**ISTRUZIONI DI LAVORO:**
Rispondi in breve a queste domande sull'estratto del testo:
1. In quale via di Bologna si trovava l'appartamento nel cui garage c'era l'Alfa?
2. Con quali mezzi i Burzi consegnavano il legname?
3. In quale città si era trasferito nel frattempo il padre?

**ESTRATTO DEL TESTO:**

━━━━━━━━━━

Mio padre mi disse che aveva bisogno di me per ampliare l’azienda e mi allettò
dicendomi che c’era un’Alfa nuova fiammante che mi aspettava nel garage
dell’appartamento di via Rialto a Bologna>>. Per l’ex Sergente
Maggiore degli U.S.A. i primi tempi a Bologna furono splendidi, i Burzi
possedevano un grande magazzino vicino al Tribunale con due autocarri Isotta
Fraschini per la consegna del legname e inoltre godevano della bella vista
su piazza Galvani dal loro ufficio sopra il Pavaglione. Ma da
qui in poi il racconto assume i contorni di una fiction televisiva:<< un bel giorno capitò in ufficio una bella
signora che non avevo mai visto, disse che era stata l’amante di mio padre e
sventolandomi un mazzo di cambiali in bianco firmate da mio padre mi comunicò
che suo zio era un avvocato e tutto quello che era nostro era già passato nelle
loro mani. Mi precipitai a prendere il mio “Alfone” ma anche quello era già
stato confiscato visto che era intestato
alla ditta…>>. Come si può immaginare i rapporti con il padre che nel
frattempo si era trasferito a Prato non furono dei più cordiali e per fortuna
che l’amareggiato Virgilio trovò da lavorare come commesso presso un’azienda
concorrente. Destino volle che un’amico di Burzi venne a riferirgli che un’importante multinazionale
francese aveva bisogno di una persona che parlasse bene l’inglese.

━━━━━━━━━━

Dati estratti da una raccolta

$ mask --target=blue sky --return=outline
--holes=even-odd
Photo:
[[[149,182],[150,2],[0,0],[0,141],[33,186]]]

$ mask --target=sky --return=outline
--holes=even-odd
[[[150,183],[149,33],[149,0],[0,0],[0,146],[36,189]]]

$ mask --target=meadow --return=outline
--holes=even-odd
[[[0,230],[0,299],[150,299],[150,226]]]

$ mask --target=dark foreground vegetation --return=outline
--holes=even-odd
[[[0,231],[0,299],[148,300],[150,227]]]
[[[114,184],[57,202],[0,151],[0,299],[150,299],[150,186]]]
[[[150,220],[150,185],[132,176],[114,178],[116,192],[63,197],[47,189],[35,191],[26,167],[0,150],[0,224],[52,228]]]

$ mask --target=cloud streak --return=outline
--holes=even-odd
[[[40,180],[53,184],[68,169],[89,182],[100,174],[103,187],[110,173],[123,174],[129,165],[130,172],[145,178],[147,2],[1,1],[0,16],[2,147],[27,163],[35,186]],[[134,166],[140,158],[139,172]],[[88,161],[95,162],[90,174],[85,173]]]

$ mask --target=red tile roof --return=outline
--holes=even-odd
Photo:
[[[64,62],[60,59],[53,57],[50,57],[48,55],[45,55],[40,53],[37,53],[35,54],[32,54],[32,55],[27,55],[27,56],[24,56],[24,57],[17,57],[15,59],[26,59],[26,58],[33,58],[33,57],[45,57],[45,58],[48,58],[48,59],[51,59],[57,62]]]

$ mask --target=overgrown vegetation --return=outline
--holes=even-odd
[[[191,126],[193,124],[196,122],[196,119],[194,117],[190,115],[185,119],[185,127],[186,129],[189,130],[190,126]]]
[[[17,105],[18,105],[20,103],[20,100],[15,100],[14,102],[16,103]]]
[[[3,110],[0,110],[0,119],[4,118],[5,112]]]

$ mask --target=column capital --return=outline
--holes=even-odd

━━━━━━━━━━

**RISPOSTA AL COMPITO:**
1. In via Rialto.
2. Con due autocarri Isotta Fraschini.
3. A Prato.